▶ Exercise instructions:
**a)** In the thread about getting rid of thirdparty, retype the text from "Posted by Casey" to "that at Cloudera.".
**b)** According to the thread about getting rid of thirdparty, how often would the Java third party be upgraded if the test services ran directly through Maven?

▶ Passage:
<<<<
Re: Getting rid of thirdparty

Posted by Casey Ching <ca...@cloudera.com>.
I looked into running the test services directly through maven and it does work but after thinking about it more, we’d no longer be able to control when to upgrade java third party. Basically we’d upgrade every night. That may actually be the best approach for apache impala but I don’t think we’d like that at Cloudera. 

On March 10, 2016 at 11:55:09 AM, Tim Armstrong (tarmstrong@cloudera.com) wrote:

My previous response was missing some context. There's  
bin/bootstrap_toolchain.py in the Impala repo that downloads prebuilt  
dependencies of the right versions from S3. I modifying this script or  
creating a similar script to download pre-built test dependencies is a good  
idea.
>>>>
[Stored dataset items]
<<<<
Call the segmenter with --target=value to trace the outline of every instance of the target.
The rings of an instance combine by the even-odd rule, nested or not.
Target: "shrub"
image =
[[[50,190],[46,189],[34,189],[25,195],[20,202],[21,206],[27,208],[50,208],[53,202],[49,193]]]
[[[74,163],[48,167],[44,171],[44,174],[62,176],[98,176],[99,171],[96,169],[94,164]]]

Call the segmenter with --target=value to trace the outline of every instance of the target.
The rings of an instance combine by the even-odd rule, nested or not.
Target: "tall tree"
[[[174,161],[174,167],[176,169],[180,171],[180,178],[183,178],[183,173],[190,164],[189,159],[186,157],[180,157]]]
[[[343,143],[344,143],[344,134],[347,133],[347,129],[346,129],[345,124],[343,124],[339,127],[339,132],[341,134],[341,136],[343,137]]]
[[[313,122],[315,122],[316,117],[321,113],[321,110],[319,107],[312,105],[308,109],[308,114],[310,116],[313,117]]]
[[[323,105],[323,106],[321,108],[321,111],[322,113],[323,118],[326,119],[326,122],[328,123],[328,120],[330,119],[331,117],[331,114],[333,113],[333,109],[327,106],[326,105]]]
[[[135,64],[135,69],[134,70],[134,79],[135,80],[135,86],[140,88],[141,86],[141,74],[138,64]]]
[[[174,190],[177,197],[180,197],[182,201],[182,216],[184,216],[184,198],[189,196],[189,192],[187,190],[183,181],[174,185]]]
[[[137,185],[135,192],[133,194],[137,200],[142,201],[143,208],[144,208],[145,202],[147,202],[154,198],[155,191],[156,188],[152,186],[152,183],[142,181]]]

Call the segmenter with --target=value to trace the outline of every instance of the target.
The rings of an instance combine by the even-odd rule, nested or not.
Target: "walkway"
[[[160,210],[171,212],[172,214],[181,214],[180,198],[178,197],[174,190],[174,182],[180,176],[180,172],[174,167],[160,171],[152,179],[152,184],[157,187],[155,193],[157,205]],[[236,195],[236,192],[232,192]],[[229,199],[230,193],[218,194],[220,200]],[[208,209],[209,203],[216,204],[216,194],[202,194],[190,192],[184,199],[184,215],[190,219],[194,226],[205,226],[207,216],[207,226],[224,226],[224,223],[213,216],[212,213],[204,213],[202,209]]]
>>>>
▶ Expected answers:
**a)**
Posted by Casey Ching <ca...@cloudera.com>.
I looked into running the test services directly through maven and it does work but after thinking about it more, we’d no longer be able to control when to upgrade java third party. Basically we’d upgrade every night. That may actually be the best approach for apache impala but I don’t think we’d like that at Cloudera.

**b)** Every night.